# Assignment:
Where a line below holds the string "green", copy that line.

# Supplied records:

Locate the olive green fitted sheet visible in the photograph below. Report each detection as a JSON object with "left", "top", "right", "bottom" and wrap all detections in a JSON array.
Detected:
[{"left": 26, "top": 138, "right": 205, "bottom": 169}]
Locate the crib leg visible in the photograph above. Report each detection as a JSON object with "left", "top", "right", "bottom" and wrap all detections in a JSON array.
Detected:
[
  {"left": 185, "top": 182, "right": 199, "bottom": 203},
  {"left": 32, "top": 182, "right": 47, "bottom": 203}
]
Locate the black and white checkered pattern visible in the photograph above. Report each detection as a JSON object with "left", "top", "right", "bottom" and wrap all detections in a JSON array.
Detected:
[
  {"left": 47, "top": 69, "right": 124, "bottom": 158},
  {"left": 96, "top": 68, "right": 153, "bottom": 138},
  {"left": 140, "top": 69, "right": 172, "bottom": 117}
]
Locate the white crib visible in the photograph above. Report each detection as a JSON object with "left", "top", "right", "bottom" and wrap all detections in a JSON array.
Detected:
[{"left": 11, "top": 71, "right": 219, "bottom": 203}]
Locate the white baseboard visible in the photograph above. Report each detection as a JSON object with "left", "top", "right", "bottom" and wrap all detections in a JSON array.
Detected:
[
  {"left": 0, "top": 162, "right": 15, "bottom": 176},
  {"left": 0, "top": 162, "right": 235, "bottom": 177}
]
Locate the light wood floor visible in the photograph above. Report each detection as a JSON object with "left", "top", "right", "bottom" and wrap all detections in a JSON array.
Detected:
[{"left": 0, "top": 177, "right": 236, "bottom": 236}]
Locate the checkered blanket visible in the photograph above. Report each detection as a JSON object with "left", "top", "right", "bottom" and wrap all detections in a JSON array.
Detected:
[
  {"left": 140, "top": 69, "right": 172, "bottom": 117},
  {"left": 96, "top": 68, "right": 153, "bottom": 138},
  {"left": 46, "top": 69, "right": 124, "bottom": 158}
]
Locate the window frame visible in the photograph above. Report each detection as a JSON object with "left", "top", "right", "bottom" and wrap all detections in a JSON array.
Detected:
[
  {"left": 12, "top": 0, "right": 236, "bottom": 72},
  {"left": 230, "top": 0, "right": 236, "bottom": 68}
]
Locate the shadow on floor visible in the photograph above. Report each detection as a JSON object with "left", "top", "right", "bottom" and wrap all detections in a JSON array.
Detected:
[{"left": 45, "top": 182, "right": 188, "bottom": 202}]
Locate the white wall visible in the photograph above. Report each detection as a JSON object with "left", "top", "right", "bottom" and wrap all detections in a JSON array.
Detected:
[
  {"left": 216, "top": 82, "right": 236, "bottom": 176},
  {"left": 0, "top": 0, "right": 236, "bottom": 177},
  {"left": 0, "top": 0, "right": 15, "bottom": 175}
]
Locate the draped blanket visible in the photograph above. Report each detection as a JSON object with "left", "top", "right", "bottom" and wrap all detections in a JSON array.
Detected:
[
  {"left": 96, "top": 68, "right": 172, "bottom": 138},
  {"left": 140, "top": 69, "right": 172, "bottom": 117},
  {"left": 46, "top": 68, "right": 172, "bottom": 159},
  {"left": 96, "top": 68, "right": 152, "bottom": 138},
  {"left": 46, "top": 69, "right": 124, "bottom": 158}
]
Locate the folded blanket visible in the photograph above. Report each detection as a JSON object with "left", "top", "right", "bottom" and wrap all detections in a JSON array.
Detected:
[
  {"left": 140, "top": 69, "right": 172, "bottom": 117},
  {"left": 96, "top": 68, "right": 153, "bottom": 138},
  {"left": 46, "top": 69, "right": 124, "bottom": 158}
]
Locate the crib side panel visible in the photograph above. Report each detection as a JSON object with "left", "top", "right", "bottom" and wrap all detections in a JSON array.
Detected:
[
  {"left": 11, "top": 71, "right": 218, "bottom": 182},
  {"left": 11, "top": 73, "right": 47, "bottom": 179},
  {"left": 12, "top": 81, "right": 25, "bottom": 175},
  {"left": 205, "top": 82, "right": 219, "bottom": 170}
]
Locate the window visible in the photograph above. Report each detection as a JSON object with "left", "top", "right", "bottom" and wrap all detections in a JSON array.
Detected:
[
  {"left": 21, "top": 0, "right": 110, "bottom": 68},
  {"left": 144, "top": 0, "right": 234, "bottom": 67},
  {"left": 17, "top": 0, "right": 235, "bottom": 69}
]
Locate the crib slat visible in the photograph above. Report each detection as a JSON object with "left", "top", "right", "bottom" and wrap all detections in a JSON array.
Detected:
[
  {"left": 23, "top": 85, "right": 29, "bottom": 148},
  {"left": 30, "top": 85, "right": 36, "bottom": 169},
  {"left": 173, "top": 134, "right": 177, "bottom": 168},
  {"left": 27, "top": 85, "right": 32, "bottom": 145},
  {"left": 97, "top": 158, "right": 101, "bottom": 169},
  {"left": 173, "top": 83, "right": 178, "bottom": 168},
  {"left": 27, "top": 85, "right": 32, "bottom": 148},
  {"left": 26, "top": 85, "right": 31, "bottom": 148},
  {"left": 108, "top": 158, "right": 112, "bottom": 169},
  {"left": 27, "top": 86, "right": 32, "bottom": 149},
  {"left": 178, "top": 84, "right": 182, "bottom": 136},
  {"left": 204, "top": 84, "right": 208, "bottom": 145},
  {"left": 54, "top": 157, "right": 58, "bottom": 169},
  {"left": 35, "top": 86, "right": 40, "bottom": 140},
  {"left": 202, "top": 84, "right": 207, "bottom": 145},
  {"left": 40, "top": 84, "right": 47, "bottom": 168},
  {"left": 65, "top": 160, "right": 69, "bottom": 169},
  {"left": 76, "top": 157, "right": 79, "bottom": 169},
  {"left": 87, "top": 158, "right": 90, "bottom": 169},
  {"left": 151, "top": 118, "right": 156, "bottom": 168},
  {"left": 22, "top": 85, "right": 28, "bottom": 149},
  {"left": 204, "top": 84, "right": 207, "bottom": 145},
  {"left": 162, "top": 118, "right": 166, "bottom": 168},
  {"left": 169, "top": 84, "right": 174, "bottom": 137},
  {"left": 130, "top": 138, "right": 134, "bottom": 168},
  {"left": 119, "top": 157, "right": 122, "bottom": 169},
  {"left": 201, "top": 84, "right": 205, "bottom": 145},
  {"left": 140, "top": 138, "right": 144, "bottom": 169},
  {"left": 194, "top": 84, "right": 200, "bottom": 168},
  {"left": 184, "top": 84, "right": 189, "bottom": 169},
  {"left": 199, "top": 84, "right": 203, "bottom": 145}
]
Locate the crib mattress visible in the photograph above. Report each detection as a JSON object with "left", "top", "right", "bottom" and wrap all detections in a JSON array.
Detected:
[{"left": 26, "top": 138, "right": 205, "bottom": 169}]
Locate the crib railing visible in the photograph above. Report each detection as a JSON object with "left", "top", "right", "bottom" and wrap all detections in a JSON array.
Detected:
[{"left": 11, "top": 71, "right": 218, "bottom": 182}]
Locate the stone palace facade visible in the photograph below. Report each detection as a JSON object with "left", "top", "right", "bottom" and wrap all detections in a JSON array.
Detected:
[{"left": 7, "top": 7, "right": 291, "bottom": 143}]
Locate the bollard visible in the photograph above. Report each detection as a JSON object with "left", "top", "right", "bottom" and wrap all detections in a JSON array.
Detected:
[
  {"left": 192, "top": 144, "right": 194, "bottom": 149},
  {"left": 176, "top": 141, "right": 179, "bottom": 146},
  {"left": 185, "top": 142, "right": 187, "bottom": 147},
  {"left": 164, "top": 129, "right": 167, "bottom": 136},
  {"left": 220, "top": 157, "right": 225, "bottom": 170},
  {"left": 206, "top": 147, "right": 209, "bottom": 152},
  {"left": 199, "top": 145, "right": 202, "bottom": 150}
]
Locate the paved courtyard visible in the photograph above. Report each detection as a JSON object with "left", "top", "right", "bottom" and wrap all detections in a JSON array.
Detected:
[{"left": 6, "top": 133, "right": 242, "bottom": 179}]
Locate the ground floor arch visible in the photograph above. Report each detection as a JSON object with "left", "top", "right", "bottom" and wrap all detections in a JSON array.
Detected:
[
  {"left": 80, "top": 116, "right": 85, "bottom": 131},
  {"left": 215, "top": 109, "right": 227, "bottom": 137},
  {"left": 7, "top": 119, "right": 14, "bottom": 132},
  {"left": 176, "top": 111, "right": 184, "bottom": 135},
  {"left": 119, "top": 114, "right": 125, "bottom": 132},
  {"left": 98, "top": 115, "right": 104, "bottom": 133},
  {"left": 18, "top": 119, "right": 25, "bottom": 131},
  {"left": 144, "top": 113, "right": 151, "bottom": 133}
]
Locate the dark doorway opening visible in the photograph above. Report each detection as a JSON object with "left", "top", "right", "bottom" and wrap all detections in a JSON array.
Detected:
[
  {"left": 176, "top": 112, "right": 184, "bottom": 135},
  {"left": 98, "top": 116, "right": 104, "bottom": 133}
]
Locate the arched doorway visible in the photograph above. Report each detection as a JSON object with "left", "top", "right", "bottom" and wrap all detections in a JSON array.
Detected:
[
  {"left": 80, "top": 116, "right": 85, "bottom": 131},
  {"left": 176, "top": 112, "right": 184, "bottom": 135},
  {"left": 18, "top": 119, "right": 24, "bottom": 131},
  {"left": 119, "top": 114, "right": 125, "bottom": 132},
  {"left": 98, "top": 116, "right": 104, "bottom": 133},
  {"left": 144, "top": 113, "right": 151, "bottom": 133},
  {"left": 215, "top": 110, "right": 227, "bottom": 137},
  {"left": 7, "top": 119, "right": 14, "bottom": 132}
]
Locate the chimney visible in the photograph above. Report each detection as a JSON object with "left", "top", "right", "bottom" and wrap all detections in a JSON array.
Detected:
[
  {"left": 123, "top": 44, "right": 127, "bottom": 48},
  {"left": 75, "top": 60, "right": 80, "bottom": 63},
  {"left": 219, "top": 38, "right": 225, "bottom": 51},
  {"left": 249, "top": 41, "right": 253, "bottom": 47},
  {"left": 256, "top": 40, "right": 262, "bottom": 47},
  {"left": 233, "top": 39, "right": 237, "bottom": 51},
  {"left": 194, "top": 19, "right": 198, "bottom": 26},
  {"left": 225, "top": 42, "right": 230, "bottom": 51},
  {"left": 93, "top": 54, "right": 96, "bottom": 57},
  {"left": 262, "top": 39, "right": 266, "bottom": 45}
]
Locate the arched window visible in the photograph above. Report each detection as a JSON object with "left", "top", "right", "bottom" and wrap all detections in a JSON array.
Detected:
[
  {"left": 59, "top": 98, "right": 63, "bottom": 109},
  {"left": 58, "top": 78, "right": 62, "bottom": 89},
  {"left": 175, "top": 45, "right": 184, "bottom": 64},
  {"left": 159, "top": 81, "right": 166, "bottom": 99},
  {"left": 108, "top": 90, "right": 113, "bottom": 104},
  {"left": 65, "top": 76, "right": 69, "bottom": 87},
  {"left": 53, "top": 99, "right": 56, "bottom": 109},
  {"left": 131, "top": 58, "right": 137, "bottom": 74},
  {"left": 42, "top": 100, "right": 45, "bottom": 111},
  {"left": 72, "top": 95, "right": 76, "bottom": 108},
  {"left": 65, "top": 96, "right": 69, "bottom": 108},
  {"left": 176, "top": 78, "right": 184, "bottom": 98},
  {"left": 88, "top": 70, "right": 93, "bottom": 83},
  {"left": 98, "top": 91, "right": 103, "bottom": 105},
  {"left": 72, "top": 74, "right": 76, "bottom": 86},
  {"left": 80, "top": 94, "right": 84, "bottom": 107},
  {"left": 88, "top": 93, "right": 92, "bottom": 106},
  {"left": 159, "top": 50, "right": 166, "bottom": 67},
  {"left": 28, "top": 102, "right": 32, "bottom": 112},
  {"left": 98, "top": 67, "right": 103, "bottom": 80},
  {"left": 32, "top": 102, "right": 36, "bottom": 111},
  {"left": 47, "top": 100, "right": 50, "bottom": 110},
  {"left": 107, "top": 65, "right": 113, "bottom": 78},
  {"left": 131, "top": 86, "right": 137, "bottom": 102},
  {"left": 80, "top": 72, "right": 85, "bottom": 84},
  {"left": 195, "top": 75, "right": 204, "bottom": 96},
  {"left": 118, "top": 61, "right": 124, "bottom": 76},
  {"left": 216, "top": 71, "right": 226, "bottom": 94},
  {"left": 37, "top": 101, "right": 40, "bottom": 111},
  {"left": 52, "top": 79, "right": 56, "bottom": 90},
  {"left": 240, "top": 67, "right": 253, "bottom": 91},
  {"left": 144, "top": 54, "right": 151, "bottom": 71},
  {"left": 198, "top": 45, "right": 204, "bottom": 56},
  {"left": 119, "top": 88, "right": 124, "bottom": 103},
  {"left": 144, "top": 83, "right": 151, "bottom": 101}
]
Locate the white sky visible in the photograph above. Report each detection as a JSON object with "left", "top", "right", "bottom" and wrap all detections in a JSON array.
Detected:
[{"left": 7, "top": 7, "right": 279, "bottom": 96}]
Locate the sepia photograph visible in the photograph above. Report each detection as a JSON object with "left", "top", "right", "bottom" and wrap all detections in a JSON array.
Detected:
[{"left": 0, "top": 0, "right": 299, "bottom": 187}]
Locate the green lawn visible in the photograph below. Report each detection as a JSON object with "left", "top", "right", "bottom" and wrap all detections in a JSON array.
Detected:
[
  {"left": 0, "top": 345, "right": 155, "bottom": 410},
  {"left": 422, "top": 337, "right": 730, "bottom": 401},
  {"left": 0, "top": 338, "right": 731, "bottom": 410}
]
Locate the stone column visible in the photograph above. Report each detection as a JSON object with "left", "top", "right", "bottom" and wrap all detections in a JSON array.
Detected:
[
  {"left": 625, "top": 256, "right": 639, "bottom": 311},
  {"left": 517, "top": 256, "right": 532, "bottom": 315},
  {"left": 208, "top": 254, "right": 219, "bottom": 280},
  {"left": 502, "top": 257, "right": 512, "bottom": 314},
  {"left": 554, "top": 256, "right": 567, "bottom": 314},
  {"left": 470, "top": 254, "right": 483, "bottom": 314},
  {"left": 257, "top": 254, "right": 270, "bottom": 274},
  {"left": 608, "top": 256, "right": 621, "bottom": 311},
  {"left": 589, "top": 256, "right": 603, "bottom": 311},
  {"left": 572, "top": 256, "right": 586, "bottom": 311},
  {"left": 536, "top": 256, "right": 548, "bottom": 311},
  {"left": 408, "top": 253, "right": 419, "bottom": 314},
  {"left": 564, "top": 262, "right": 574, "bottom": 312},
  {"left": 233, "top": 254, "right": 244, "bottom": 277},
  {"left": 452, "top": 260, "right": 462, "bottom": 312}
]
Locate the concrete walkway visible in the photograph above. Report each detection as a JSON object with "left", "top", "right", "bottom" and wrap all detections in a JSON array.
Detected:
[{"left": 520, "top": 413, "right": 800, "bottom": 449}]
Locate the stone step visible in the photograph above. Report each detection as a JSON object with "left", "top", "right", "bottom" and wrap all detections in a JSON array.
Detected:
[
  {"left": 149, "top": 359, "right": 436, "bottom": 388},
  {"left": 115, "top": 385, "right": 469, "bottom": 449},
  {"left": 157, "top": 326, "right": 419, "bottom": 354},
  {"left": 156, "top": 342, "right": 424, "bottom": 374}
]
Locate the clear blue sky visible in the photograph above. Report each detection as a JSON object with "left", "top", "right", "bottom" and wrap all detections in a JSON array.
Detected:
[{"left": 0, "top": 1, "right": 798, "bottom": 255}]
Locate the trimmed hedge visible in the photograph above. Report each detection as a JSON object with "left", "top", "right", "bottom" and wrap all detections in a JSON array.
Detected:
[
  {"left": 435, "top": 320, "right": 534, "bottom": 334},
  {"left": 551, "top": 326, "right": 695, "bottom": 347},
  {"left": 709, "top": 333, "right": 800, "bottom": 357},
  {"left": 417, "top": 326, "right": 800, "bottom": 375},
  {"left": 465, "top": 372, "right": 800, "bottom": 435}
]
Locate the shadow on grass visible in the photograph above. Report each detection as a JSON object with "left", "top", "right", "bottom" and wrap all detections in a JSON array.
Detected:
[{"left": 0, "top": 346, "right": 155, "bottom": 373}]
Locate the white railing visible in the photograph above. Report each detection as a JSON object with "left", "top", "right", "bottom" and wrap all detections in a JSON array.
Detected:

# Task result:
Locate the olive green fitted sheet visible in the photograph below. Report each detection as a JSON object with "left", "top", "right", "bottom" and wrap all detections in a JSON array.
Locate the green lawn visible in the photograph below. Report each detection as a JSON object with "left", "top", "right", "bottom" and wrap all detections in a JSON array.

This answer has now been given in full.